Kaynak:
________

Mlliyet Milliyet Blog Milliyet Blog
 
Facebook Connect
Blog Kategorileri
 

03 Mayıs '09

 
Kategori
Güncel
 

Son İsteğin..? Çocukluğumu yaşamak..!

Son İsteğin..? Çocukluğumu yaşamak..!
 

''Dünyada; kendi gibi, kalabilmek kadar zor bir şey yoktur.'' (Dostoyevski)

Sevgili Dostlar; Bu sabah okuduğum en hazin haber, 23 yaşındaki İran'lı, Dilara Darabi'nin hazin hikayesiydi aslında...

Milliyet ana sayfada yer alan şok haber başlıklı;

''Dünya ayağa kalktı, bu idamı durduramadı..!''

Evet sevgili dostlar;

''İran'da tartışmalı bir idam daha gerçekleşti. 23 yaşındaki Dilara Darabi'nin idam nedeni, 17 yaşında işlediği iddia edilen bir cinayet. Olay gerçekleştiğinde Dilara'nın reşit olmaması ve suçunun tam olarak kanıtlanmaması,

İddiaya göre, Dilara 17 yaşındayken kendisinden 2 yaş büyük erkek arkadaşıyla hırsızlık için bir yakınının evine girdi. Olayda bıçaklanan Dilara'nın yakını hayatını kaybetti.

Dilara ilk ifadesinde suçunu itiraf etti, "Cinayeti ben işledim" dedi; ardından ifadesinden vazgeçti, erkek arkadaşının "Yaşın küçük idam cezası almazsın" diyerek kendisini kandırdığını söyledi.

Ancak Dilara, sadece ilk ifadesi dikkate alınarak suçlu bulundu ve idama mahkum edildi.

Başta İnsan Hakları İzleme Örgütü ve Dünya Af Örgütü olmak üzere birçok insan hakları kuruluşu Dilara'yı kurtarmak için harekete geçti ancak başarılı olamadı.

Dilara'nın cezası cuma günü infaz edildi...'' (Milliyet-Dünya)

________

Verilen Bilgiler:
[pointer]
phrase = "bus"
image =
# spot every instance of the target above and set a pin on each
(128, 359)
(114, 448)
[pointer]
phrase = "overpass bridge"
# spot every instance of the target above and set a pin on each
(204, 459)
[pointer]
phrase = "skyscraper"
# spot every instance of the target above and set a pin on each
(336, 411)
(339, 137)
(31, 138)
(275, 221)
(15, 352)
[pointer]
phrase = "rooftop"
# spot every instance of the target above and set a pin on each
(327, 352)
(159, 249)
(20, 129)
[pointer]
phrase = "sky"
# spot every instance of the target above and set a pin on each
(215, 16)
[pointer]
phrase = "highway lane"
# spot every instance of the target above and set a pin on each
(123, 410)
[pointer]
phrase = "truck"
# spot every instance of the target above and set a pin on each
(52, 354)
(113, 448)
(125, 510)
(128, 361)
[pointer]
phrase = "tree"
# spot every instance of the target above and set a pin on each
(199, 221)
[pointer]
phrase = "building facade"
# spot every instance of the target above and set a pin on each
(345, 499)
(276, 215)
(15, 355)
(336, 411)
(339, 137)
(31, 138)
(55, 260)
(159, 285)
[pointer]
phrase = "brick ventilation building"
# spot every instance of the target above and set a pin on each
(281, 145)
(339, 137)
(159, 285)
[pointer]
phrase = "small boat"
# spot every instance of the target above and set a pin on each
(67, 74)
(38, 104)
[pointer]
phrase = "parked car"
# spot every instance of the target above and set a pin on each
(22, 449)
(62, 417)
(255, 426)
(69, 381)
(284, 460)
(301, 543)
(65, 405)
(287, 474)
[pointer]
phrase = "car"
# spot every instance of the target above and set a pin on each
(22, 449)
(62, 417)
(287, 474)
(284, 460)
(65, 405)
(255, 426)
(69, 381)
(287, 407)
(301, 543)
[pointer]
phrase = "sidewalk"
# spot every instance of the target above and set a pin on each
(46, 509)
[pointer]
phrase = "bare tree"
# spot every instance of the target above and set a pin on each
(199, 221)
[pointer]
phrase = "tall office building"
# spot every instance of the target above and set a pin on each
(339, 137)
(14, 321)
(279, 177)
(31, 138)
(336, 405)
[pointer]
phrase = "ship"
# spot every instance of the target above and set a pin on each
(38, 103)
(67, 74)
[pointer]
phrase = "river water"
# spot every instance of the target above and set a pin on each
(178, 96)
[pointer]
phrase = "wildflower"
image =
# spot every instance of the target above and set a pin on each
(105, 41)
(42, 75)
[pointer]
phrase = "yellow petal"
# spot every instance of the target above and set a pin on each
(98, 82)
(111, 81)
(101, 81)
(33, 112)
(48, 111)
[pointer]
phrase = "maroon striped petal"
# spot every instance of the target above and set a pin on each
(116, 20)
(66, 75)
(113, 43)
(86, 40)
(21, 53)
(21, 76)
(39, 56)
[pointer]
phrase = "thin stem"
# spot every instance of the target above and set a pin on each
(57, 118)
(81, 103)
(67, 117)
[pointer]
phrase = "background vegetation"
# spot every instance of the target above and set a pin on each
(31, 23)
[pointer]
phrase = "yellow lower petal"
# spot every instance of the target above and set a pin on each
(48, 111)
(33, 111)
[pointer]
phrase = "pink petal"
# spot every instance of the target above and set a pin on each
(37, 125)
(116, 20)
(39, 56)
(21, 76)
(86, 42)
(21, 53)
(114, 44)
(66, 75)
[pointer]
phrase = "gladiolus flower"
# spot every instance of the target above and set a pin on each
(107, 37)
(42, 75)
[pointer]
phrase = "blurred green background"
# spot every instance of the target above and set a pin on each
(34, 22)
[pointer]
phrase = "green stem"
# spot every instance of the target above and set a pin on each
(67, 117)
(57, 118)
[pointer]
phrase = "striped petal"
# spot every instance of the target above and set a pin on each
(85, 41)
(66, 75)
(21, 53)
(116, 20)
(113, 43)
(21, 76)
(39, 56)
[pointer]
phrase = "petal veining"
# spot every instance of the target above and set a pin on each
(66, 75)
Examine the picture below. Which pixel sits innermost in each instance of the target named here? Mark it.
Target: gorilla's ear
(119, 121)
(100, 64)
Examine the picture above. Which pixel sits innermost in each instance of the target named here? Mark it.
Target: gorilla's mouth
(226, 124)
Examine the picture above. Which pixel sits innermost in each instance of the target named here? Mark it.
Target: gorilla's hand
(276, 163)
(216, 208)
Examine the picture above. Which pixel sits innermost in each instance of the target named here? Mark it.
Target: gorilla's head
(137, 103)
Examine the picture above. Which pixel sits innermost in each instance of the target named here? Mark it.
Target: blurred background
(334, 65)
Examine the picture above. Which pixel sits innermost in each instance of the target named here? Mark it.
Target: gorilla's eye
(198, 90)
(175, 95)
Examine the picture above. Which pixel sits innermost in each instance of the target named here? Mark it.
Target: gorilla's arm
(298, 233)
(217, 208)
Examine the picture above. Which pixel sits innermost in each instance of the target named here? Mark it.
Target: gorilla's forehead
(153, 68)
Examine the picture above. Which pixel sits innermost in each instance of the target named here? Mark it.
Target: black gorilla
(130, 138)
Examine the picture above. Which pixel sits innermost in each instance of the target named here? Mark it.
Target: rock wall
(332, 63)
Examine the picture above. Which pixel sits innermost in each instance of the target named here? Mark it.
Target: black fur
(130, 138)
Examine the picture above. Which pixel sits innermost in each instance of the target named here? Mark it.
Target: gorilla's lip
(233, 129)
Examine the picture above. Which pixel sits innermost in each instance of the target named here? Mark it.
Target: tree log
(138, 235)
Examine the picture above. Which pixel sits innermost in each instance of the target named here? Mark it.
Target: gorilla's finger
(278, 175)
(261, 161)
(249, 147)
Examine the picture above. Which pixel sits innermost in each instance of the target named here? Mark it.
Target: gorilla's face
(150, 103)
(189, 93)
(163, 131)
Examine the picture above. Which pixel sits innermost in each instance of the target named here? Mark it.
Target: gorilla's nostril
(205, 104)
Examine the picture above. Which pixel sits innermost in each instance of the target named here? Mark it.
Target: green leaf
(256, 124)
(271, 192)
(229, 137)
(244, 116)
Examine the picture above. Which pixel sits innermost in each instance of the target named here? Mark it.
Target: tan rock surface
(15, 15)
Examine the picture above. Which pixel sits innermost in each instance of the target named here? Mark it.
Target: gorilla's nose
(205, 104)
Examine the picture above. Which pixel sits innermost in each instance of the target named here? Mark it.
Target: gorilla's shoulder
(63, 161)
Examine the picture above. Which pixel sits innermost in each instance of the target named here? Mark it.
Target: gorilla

________

Göreviniz: Dilara Darabi'nin idamını konu alan blog yazısını, son cümlesinden sonra gelecek bölümü yazarak sürdürün.

Alıştırmanın Yanıtı:
Sevgili Dostlar; bu okuduğunuz haberin içerisinde, bana göre her şey mevcut... Yani; öncelikle bir insan, bir kız çocuğu var... gençlik var... arkadaşlık ve hatta adına; sevgi denilen, belki de Platonik bir ilgi belirtisi var... macera arayışı... belkide; oyun amaçlı yapılan bir eylem, ama işin ucunda, ipin ucunun kaçması da var... Kandırılmaya müsait bir beyin... belki de, aklını çelme var...

Bu kadar...

Ama; işin diğer tarafından bakıldığında ise, belki de bir hiç yüzünden hayatını kaybeden bir insanın, arkasında bıraktığı gözü yaşlı yakınlarının acısı daha fazla var... Fakat; bütün bunların bir diyeti, bir bedeli olması gerekiyordur..!? Bunu da sağlayacak olan en güçlü, en kuvvetli şey ise, Adalet Mekanizmasıdır...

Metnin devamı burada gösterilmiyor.